→ TASK TO CARRY OUT
Change "Financial Stability Board" to "FSB" in the LIBOR transition text, and give the stretch from "The questions" through "remediation efforts now." with that edit.

→ SOURCE EXCERPT
Our experience shows that companies are commonly exposed to a variety of risks resulting from the discontinuation of LIBOR, including unfavourable contract conditions, operational risks, higher P&L volatility, and tax risks. CFOs and Corporate Treasurers are now encouraged to begin transition planning.
The questions
On 14 November 2018, the Financial Stability Board published a progress report stating that ‘transition is necessary’ for LIBOR-linked contracts prior to the rates’ discontinuation after 2021. This affects contracts with hundreds of trillions of dollars in notional volume which are LIBOR-linked and with maturities running beyond 2021. The transition to alternative benchmarks means that market participants need to begin remediation efforts now.
If you are the CFO or treasurer of your organisation, consider the following: Have you assigned responsibility to a project manager to identify your group’s exposures to LIBOR-linked contracts? Are you aware of the current fall-back provisions that will be triggered should your group fail to adjust all contracts in time? Is your group continuing to enter into new LIBOR-linked contracts, despite being aware that such reference rates will be discontinued after 2021? Do you know the average basis spread between SARON and CHF-LIBOR, or between SOFR and USD-LIBOR? Do you have sufficient data to coherently renegotiate contracts at advantageous terms?

Data entries
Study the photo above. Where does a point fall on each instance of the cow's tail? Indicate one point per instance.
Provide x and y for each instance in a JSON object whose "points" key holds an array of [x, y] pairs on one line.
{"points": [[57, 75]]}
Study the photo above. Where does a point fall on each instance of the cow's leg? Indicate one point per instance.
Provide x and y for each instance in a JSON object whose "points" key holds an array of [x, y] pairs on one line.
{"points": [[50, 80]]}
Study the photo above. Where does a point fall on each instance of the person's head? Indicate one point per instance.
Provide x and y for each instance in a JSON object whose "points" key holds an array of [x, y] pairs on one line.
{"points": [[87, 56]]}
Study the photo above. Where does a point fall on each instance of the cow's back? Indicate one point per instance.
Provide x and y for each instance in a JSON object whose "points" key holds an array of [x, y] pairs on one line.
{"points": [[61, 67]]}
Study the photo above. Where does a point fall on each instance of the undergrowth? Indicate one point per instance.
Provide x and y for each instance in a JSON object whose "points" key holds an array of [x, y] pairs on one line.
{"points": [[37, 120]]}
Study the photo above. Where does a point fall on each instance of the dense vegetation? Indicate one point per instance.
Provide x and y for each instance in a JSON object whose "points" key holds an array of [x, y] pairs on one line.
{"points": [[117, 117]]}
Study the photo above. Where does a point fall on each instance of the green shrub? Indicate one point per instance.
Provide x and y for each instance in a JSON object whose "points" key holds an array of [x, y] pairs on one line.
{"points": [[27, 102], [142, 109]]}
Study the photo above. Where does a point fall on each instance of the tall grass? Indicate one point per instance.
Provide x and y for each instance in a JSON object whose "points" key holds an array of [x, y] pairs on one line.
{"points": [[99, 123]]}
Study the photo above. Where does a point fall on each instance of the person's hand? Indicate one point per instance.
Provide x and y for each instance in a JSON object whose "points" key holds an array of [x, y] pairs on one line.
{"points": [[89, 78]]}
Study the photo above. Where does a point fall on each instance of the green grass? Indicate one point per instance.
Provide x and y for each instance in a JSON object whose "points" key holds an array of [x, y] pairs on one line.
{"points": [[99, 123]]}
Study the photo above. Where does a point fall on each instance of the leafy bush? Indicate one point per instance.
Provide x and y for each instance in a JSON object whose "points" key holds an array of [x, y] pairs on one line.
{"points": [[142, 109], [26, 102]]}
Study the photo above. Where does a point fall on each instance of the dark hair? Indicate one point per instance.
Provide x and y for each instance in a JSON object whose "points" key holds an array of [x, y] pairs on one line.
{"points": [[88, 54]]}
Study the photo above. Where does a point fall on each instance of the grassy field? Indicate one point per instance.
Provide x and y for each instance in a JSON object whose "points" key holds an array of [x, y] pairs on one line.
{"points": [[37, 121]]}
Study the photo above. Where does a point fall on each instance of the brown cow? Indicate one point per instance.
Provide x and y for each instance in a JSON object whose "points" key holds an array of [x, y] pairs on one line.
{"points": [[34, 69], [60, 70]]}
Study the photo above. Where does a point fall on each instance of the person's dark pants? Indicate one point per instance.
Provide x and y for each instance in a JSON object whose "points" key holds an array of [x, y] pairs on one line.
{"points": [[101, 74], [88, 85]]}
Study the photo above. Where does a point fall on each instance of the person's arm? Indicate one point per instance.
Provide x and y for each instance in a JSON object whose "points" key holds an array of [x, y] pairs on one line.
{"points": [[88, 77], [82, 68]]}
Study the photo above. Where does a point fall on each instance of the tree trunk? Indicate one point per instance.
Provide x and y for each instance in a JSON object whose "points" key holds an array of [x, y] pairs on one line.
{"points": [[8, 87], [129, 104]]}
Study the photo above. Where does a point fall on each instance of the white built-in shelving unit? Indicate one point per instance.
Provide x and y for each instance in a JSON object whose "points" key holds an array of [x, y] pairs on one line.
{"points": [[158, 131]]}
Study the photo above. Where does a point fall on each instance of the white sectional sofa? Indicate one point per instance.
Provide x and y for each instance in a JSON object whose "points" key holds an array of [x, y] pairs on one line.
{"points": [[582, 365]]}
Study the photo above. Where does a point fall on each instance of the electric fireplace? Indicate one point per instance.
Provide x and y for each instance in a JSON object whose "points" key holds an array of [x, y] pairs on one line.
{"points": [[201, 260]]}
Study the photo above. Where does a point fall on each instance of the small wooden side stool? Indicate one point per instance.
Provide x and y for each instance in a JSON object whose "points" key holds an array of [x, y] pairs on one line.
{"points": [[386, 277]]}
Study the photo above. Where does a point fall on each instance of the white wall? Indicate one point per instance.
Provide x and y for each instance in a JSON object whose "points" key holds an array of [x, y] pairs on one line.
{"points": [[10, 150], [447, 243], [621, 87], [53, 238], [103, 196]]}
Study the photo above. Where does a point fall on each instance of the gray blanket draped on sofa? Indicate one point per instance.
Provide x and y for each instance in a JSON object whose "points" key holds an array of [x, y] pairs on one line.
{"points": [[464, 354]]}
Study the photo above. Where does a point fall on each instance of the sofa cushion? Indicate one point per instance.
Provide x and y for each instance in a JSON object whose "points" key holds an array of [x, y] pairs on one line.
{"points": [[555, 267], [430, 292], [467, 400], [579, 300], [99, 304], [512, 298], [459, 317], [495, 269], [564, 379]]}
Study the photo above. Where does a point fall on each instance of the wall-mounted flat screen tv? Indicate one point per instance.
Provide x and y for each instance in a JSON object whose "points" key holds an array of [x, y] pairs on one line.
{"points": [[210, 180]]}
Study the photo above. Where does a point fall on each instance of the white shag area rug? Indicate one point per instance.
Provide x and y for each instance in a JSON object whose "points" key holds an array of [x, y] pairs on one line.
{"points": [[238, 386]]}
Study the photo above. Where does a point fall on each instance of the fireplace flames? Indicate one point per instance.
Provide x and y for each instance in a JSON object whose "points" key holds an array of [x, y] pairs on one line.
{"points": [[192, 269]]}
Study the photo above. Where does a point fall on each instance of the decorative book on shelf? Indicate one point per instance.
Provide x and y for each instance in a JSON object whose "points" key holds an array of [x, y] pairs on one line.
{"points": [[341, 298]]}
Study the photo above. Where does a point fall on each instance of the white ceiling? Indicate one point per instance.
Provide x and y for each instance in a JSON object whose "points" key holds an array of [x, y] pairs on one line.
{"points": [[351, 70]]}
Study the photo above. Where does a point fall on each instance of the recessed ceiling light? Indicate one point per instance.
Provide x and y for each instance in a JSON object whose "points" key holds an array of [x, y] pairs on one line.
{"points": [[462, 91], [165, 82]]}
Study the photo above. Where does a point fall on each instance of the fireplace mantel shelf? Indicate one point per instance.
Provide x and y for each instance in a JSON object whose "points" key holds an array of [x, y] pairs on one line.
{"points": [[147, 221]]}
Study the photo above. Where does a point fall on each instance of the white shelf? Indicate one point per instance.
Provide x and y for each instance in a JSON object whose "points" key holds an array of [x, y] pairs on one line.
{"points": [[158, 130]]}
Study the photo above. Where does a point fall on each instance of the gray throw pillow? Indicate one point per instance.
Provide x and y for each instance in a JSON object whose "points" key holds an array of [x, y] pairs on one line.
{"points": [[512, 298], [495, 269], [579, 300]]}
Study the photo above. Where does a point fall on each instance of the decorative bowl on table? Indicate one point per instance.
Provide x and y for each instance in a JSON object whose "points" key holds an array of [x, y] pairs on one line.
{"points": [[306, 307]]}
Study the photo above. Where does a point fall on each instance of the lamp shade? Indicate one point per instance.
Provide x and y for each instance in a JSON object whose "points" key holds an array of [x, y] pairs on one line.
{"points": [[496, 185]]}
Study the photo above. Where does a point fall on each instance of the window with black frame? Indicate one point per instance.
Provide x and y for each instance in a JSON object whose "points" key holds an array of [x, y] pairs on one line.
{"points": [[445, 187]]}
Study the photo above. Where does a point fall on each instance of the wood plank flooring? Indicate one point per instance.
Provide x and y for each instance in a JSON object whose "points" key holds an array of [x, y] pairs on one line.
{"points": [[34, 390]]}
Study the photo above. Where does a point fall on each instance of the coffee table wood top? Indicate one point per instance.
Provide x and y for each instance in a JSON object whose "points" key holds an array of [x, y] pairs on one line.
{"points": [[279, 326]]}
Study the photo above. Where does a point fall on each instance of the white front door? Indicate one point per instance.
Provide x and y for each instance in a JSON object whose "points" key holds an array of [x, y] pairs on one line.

→ ANSWER IN FULL
The questions
On 14 November 2018, the FSB published a progress report stating that ‘transition is necessary’ for LIBOR-linked contracts prior to the rates’ discontinuation after 2021. This affects contracts with hundreds of trillions of dollars in notional volume which are LIBOR-linked and with maturities running beyond 2021. The transition to alternative benchmarks means that market participants need to begin remediation efforts now.